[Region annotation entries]
++++++++

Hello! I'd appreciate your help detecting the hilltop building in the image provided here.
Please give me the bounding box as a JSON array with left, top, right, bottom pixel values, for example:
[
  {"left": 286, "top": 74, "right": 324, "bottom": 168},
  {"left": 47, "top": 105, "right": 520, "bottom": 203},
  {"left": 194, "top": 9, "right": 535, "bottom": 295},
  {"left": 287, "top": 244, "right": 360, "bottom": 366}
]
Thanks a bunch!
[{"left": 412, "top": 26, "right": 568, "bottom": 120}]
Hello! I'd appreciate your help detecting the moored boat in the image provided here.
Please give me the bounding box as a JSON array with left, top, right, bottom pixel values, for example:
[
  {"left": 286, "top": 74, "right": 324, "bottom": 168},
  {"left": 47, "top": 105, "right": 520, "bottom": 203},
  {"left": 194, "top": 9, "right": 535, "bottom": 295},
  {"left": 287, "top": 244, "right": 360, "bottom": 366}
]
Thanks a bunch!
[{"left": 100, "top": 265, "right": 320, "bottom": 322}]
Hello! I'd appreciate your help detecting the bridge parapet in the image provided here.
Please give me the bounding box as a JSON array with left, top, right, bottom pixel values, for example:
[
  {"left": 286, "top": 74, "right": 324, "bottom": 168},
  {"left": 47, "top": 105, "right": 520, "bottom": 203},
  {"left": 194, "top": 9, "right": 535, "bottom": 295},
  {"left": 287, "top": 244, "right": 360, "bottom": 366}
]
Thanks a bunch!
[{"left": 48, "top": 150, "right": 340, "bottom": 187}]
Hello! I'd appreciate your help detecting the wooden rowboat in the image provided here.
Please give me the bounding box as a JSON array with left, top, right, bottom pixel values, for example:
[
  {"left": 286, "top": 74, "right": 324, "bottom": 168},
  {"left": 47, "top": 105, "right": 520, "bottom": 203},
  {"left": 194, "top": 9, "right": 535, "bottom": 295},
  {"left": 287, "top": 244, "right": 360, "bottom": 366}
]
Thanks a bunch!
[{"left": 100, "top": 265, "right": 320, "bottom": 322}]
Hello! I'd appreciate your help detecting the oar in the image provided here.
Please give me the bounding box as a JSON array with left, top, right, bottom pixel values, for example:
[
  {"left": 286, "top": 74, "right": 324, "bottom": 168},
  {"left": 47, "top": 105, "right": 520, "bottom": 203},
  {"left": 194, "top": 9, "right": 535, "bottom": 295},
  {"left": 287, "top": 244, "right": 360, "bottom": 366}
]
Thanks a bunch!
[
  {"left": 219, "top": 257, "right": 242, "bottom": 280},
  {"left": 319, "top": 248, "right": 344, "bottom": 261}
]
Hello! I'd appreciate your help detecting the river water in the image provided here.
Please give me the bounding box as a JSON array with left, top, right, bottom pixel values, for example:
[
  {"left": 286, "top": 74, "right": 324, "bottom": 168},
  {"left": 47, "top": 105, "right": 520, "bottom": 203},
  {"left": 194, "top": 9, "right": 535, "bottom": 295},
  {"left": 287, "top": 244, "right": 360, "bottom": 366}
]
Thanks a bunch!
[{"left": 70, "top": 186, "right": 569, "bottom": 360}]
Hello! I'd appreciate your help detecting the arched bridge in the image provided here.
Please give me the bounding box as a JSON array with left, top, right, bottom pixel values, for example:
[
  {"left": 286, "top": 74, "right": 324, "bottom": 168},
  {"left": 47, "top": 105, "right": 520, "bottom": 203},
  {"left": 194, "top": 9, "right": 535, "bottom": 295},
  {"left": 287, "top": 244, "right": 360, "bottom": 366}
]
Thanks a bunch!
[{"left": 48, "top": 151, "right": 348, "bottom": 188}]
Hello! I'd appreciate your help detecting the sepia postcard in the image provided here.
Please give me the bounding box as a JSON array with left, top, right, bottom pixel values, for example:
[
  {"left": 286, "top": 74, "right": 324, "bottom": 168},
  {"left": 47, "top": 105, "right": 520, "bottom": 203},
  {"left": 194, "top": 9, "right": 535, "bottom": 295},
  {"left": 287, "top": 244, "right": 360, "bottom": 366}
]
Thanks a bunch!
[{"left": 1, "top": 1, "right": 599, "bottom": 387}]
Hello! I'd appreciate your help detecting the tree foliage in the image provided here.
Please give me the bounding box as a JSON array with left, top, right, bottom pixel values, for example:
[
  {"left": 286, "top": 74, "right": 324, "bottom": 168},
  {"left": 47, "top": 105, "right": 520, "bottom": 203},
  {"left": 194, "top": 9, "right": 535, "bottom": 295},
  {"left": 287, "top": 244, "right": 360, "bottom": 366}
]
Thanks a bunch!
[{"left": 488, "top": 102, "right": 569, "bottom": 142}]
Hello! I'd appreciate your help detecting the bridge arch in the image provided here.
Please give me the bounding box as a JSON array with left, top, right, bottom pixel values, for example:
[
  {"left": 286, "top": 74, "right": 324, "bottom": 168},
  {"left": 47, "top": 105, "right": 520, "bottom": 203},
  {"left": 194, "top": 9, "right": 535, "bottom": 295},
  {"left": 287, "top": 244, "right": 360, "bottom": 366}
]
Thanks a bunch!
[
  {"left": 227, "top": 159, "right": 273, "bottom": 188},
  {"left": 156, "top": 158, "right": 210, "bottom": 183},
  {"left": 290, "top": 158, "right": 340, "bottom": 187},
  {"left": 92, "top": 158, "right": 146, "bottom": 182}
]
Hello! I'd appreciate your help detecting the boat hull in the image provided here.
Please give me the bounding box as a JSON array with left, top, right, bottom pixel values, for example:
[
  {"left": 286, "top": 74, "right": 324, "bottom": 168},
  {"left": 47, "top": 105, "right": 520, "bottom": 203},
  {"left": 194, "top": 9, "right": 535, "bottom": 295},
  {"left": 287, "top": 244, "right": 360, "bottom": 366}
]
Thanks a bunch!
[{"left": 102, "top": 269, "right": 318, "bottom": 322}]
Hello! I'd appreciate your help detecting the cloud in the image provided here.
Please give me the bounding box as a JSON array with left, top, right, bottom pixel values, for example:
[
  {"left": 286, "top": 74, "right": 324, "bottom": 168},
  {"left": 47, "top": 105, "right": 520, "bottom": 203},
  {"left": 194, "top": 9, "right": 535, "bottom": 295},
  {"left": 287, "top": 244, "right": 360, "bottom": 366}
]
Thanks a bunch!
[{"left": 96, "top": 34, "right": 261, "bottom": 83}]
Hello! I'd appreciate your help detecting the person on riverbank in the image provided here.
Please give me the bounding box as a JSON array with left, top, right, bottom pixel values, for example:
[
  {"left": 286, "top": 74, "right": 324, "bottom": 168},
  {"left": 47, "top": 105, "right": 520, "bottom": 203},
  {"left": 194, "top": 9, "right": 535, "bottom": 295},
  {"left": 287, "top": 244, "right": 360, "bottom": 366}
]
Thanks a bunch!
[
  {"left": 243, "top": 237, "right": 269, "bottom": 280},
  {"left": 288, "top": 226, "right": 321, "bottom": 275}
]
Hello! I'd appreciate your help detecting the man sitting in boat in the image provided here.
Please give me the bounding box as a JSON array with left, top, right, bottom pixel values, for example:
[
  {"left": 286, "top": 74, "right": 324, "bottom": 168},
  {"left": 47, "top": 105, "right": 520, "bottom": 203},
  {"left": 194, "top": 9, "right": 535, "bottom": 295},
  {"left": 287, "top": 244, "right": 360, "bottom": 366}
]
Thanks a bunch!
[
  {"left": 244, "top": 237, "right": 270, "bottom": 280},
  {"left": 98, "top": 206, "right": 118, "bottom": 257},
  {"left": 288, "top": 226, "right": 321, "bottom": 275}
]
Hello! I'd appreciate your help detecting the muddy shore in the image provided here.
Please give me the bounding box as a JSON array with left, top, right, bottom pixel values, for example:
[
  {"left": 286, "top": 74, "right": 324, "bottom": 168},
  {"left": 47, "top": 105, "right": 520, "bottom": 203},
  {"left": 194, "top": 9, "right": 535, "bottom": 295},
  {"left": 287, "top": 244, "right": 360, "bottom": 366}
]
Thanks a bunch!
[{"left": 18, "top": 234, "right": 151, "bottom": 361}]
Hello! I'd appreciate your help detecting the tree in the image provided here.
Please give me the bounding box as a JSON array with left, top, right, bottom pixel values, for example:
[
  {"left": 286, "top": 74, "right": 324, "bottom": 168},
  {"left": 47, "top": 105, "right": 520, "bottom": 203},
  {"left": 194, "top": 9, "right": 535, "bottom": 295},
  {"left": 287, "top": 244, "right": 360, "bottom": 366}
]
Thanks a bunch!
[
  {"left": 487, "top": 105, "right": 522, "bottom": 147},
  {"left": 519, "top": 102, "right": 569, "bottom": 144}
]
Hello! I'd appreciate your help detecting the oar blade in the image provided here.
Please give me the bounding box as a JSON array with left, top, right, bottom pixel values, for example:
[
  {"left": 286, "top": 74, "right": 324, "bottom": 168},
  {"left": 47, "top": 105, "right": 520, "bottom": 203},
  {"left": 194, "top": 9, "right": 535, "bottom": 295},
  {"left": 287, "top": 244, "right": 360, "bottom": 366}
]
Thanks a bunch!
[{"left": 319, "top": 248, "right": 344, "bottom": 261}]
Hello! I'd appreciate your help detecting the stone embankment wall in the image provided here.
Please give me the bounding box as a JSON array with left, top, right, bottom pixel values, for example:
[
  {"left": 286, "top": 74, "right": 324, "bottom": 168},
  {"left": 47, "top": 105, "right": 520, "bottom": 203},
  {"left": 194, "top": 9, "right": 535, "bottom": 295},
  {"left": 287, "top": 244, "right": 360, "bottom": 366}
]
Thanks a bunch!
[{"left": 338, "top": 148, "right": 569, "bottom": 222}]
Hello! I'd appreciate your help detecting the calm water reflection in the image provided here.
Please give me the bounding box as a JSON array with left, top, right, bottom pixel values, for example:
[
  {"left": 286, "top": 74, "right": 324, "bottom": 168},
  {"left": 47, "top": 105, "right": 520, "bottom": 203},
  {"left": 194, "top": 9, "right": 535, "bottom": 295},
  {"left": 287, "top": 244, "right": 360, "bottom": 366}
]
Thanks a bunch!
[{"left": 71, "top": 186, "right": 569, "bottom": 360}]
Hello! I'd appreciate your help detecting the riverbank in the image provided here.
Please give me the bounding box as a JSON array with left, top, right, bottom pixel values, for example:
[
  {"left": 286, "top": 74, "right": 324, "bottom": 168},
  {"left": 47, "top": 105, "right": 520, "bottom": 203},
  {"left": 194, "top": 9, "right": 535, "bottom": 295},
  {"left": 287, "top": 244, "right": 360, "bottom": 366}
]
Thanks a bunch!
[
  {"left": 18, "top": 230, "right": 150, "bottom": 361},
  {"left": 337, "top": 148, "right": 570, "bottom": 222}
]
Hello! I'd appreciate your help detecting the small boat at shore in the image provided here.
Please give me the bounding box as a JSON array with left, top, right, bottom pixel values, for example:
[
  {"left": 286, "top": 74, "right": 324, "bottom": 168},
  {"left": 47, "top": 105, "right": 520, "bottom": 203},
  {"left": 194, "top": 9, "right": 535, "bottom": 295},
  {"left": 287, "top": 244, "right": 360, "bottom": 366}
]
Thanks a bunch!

++++++++

#### WHAT YOU WILL DO:
Count the lines in the listing above that contain the string "bridge", treating case as significant, and give only the number.

#### SOLUTION:
3